- [Tasks to carry out]:
• a. From the report on food aid in Lebanon below, retype everything from "WFP plans to increase people" down to "for safe havens." word for word.
• b. In the report on food aid in Lebanon below, how many metric tons of wheat flour did the six trucks in the convoy carry?

- [Extracted text]:
+ + + + + + +

WFP plans to increase people targeted with emergency food aid; the first UN relief convoy to leave Beirut since the start of the current crisis reaches Tyre.
Lebanese IDPs in need of food aid set to rise
With more than one fifth of Lebanon's 3.8 million population believed to have abandoned their homes to escape the conflict, WFP plans to increase the number of people targeted by its emergency operation.
The agency already plans to provide food aid for 310,000 Lebanese, including 50,000 who have fled across the border into Syria. In addition to food, there is growing concern about the availability of water.
Yesterday's UN relief convoy, which brought urgently needed relief supplies to the devastated port of Tyre in south Lebanon, passed thousands of displaced people on the road heading for safe havens.
According to one WFP staff member, the towns and villages that these people have abandoned resemble "ghost towns".
The UN convoy to Tyre reached its final destination on Wednesday evening, bringing urgently needed supplies from WFP, UN Children’s Fund (UNICEF), the World Health Organization (WHO) and the UN Relief and Works Agency for Palestine refugees (UNRWA) to thousands of displaced people.
Six of the ten trucks were loaded with 90 metric tons of wheat flour supplied by the Lebanese government; the other four carried 30 metric tons of non-food items, including sufficient medical supplies to provide basic healthcare for 50,000 people for three months.
The commodities were handed over to the Lebanese municipality in Tyre and neighbouring municipalities for distribution.

+ + + + + + +

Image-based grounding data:
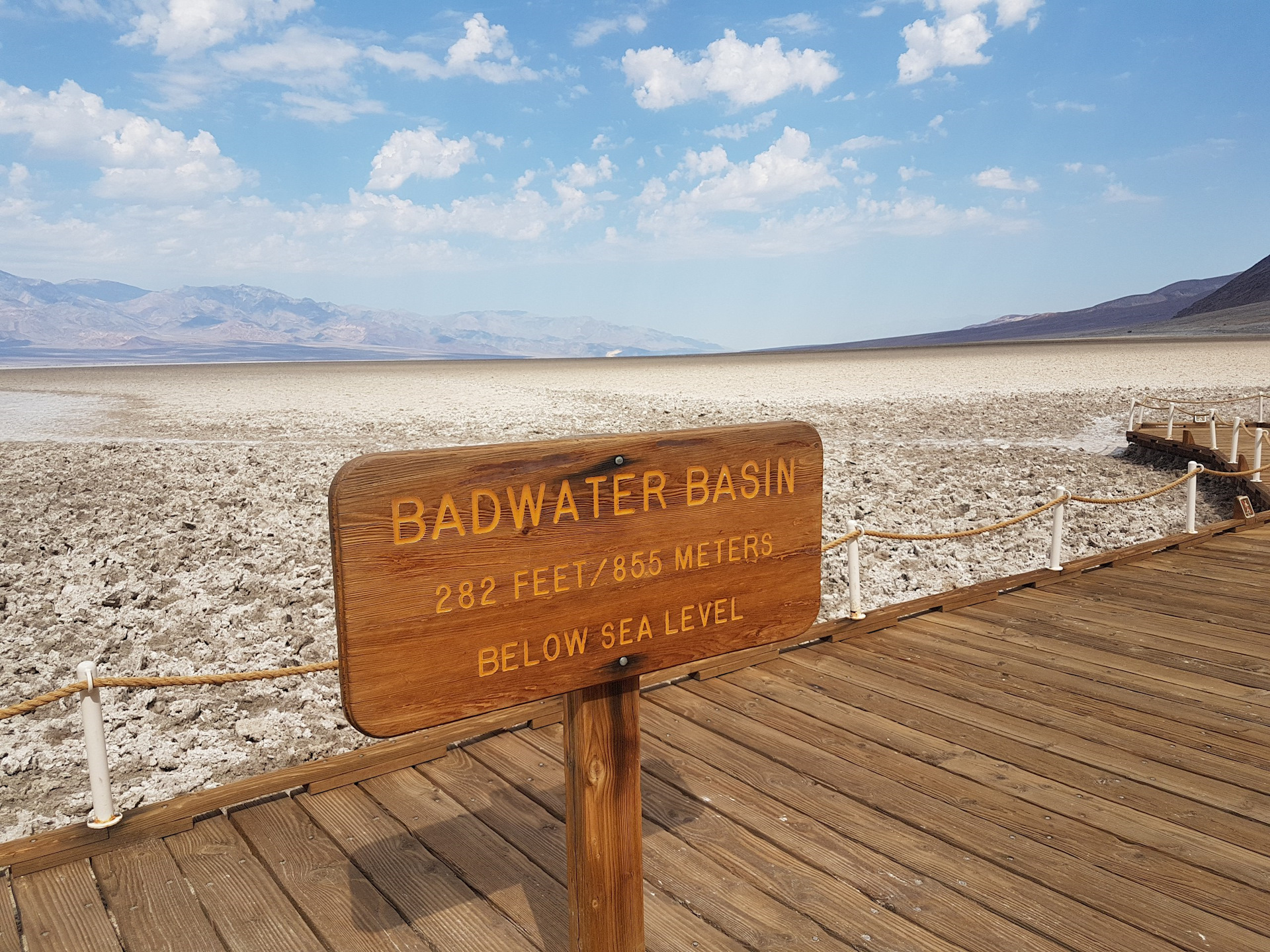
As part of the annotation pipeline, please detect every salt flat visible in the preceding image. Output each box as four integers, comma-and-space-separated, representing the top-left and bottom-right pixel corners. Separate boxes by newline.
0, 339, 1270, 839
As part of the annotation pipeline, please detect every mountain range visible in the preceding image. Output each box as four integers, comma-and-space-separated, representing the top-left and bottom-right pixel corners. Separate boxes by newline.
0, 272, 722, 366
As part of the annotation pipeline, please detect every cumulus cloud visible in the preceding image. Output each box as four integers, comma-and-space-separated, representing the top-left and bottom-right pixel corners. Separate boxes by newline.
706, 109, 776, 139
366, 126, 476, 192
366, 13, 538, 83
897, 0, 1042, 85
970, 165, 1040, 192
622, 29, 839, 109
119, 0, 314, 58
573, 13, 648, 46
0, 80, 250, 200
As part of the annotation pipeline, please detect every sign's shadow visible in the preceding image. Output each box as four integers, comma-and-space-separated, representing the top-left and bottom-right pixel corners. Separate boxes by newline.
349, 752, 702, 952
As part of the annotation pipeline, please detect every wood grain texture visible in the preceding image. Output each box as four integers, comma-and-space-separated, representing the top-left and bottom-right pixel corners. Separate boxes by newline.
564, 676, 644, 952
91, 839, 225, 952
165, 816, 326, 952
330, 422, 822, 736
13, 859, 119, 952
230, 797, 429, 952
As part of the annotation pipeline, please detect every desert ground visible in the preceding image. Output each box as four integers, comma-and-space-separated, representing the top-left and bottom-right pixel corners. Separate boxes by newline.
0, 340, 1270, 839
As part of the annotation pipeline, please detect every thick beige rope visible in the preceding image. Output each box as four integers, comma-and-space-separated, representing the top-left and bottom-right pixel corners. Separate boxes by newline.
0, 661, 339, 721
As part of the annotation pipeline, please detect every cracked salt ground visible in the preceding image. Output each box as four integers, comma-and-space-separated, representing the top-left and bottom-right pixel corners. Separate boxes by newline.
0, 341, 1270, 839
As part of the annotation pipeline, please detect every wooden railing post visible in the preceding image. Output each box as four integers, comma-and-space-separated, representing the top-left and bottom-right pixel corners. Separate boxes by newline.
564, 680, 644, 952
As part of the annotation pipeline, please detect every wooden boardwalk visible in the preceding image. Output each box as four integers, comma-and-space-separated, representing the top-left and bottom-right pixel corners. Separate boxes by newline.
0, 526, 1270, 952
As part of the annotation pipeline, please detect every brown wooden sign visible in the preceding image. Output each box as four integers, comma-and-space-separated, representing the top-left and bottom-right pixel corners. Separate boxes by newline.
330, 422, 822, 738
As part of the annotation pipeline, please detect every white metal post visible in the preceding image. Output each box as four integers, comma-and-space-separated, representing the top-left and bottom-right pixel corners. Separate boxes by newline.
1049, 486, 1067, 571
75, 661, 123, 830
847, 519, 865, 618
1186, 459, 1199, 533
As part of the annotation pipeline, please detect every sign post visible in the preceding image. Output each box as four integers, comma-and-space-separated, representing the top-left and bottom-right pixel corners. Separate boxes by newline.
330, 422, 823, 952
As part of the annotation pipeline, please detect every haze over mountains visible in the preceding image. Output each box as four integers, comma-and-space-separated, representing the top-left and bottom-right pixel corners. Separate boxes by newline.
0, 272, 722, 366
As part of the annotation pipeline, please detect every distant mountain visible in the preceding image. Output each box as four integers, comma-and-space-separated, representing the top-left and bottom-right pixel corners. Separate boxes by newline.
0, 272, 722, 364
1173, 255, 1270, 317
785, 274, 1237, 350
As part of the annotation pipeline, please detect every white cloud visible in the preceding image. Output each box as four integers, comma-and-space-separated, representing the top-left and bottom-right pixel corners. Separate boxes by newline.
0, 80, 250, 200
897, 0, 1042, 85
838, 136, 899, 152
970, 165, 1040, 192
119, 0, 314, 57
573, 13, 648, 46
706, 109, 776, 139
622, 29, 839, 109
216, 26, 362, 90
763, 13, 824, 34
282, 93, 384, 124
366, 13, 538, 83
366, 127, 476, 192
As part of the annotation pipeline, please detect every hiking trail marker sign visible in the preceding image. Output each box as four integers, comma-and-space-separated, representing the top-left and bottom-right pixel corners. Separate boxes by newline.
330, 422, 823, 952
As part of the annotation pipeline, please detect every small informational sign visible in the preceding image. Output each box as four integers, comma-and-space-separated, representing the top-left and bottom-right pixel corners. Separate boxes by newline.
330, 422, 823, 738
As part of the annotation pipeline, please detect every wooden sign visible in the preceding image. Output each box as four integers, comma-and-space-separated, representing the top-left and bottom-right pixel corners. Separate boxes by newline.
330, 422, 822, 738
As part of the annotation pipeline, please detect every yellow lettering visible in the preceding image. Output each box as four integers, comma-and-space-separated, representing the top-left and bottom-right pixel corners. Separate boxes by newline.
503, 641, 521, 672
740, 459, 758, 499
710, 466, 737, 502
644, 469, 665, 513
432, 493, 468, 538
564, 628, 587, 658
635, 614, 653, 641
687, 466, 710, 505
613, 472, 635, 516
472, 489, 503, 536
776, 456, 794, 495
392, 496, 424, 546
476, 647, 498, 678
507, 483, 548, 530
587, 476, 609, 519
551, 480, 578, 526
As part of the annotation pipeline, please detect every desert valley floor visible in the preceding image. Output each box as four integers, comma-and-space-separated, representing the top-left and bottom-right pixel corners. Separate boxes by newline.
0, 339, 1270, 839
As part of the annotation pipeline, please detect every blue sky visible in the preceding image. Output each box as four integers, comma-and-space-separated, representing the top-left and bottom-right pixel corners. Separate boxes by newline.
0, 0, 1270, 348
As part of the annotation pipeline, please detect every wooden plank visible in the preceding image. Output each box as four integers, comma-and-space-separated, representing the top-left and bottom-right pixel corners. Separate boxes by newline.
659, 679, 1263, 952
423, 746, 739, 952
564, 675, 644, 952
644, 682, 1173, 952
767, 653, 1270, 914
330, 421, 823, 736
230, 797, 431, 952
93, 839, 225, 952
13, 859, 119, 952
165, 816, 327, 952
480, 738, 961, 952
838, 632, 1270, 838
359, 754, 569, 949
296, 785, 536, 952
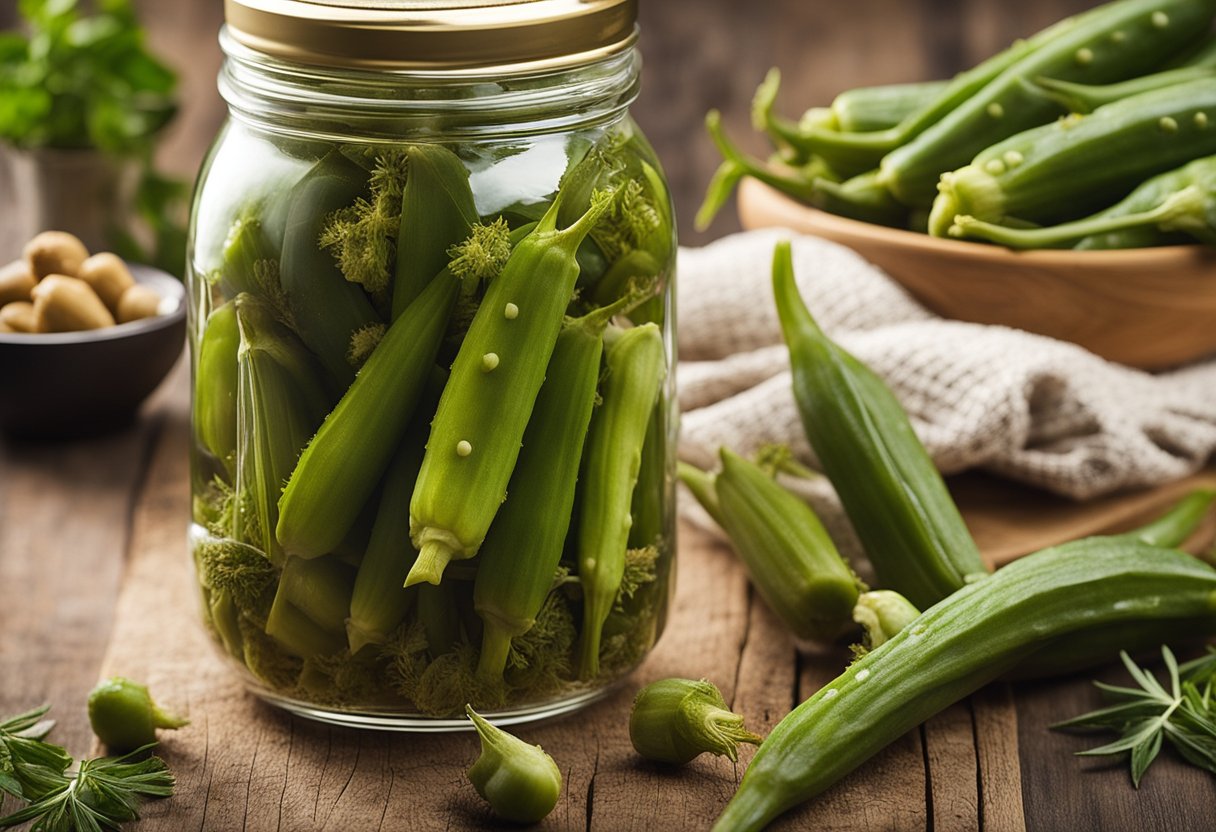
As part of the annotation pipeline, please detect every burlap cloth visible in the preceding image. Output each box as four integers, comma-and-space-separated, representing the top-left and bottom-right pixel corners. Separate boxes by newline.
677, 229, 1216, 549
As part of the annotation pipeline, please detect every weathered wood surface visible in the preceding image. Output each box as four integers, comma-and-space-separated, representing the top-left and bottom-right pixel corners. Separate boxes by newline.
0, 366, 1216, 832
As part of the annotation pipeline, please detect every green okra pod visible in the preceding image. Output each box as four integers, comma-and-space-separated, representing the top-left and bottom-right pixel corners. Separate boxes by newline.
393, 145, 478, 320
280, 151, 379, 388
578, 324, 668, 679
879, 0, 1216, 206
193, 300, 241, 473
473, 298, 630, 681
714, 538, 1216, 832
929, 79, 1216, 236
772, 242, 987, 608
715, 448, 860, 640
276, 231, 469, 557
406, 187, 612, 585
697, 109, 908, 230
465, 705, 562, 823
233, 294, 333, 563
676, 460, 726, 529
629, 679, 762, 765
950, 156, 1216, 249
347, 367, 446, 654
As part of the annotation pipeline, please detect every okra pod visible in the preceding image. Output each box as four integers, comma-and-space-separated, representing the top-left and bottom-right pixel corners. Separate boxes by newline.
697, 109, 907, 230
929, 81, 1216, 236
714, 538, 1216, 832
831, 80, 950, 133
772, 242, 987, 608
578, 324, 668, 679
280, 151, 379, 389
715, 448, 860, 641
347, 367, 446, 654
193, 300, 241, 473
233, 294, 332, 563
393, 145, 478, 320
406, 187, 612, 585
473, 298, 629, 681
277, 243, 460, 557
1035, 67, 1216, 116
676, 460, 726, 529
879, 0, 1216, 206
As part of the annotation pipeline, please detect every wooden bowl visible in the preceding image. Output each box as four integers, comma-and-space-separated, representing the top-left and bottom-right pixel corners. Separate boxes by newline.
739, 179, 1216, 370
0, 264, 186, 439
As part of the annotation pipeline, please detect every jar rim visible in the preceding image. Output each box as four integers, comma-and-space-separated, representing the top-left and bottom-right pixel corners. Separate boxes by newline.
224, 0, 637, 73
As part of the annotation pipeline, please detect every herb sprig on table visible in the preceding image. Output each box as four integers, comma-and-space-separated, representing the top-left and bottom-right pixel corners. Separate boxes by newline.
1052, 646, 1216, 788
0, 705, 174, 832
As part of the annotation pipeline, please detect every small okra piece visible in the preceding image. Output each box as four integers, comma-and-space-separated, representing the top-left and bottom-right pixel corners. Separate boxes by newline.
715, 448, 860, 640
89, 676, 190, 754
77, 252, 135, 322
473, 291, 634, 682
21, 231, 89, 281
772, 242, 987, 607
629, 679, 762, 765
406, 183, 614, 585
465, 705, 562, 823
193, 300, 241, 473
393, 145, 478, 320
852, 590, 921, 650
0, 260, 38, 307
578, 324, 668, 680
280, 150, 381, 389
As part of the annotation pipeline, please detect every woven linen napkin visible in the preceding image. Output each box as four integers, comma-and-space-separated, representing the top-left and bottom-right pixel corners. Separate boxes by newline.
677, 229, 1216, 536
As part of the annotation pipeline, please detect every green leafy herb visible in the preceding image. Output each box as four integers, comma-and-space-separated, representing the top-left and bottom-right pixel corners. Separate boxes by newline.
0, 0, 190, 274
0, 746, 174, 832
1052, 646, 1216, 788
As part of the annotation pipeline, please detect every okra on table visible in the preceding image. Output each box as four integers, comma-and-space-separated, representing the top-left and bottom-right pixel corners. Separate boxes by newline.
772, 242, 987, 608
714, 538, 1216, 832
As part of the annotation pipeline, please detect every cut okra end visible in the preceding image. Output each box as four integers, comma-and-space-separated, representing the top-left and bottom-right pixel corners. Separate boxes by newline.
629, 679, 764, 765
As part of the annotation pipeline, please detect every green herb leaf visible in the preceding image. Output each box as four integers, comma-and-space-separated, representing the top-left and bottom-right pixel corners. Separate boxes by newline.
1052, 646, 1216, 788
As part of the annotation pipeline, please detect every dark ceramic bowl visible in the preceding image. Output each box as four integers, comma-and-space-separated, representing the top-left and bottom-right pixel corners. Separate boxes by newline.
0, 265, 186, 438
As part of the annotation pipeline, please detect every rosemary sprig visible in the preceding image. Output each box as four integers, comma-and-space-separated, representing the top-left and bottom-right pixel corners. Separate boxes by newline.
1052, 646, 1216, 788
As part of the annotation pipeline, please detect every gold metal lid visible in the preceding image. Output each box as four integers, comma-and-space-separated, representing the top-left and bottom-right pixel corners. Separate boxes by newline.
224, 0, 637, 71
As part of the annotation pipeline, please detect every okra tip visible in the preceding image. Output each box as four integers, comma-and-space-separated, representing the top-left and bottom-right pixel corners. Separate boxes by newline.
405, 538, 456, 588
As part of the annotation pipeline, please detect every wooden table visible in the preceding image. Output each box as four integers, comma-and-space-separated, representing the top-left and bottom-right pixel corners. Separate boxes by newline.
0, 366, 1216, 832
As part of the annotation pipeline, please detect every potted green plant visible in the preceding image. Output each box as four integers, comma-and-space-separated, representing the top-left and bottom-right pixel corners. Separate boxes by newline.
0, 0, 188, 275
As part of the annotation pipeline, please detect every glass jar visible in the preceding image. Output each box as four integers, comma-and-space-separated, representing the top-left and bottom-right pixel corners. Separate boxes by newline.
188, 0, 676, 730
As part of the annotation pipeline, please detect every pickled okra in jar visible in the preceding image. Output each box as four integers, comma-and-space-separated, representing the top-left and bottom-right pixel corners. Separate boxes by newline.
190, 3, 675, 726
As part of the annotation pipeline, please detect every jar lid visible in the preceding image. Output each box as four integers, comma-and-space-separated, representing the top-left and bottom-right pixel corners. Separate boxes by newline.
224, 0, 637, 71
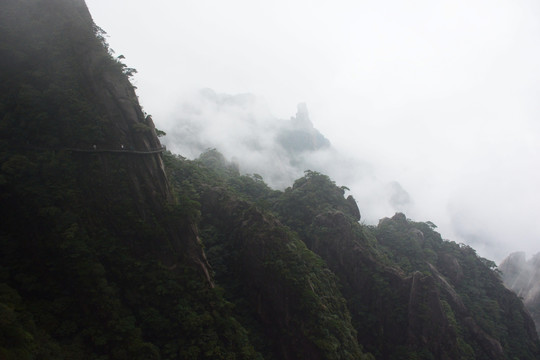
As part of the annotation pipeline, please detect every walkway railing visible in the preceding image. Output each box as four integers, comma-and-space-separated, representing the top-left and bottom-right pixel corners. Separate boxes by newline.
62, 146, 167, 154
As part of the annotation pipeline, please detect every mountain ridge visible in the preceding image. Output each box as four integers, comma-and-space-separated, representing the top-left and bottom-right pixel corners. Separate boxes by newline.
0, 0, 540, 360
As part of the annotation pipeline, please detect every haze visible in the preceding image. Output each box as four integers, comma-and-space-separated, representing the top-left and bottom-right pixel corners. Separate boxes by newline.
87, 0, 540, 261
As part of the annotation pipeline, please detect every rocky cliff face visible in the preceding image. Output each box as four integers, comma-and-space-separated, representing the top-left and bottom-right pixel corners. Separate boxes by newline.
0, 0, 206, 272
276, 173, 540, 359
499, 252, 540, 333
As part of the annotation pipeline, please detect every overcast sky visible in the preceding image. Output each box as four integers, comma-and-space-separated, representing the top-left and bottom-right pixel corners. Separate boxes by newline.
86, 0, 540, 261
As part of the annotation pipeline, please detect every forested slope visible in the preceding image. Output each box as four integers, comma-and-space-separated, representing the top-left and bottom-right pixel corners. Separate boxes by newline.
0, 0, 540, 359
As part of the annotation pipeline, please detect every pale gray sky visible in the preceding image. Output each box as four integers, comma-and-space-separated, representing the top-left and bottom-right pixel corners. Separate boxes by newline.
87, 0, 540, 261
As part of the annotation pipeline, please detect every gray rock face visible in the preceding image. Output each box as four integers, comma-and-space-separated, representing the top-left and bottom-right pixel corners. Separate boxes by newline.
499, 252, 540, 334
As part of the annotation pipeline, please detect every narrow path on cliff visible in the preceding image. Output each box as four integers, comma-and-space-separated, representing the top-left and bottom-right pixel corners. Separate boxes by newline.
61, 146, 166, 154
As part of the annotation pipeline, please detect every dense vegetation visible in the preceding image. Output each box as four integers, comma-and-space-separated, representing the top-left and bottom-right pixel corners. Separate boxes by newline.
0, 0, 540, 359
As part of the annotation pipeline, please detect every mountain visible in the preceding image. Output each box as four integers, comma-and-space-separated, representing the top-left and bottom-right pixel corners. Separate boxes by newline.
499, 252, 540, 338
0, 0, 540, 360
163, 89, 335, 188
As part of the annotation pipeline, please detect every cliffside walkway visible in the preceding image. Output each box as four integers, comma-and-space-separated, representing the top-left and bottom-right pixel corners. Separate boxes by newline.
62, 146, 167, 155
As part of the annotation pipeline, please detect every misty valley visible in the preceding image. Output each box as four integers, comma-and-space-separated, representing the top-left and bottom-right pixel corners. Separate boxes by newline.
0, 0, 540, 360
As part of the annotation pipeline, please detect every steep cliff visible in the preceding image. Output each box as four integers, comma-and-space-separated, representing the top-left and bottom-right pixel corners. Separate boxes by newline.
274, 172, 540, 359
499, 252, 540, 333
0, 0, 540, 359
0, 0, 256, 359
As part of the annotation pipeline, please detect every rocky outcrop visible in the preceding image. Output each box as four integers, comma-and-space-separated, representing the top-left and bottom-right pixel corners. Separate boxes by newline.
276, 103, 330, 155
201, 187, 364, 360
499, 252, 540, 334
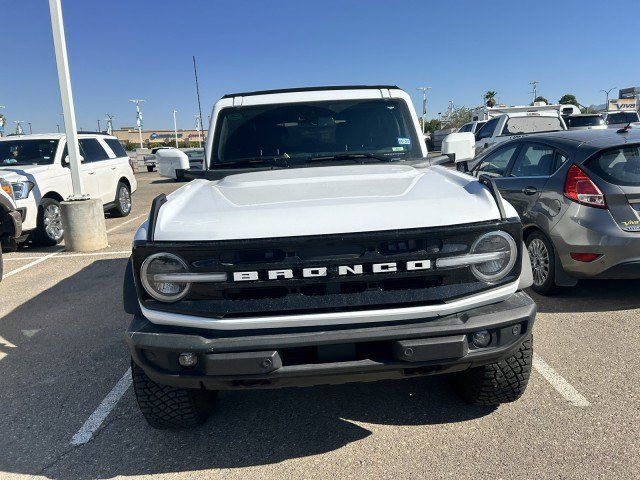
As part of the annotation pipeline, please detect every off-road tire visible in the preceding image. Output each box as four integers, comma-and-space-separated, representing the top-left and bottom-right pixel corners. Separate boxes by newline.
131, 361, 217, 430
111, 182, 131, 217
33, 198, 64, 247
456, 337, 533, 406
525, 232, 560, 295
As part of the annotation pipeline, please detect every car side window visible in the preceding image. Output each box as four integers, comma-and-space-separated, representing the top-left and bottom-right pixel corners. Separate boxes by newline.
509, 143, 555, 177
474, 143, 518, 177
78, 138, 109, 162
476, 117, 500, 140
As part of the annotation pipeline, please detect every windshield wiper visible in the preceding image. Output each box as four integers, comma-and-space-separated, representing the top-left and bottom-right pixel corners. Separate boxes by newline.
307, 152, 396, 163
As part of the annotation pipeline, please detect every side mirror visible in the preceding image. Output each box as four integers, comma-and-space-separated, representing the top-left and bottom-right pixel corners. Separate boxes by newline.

+ + + + + + +

- [Task answers]:
• a.
WFP plans to increase people targeted with emergency food aid; the first UN relief convoy to leave Beirut since the start of the current crisis reaches Tyre.
Lebanese IDPs in need of food aid set to rise
With more than one fifth of Lebanon's 3.8 million population believed to have abandoned their homes to escape the conflict, WFP plans to increase the number of people targeted by its emergency operation.
The agency already plans to provide food aid for 310,000 Lebanese, including 50,000 who have fled across the border into Syria. In addition to food, there is growing concern about the availability of water.
Yesterday's UN relief convoy, which brought urgently needed relief supplies to the devastated port of Tyre in south Lebanon, passed thousands of displaced people on the road heading for safe havens.

• b. They carried 90 metric tons of wheat flour.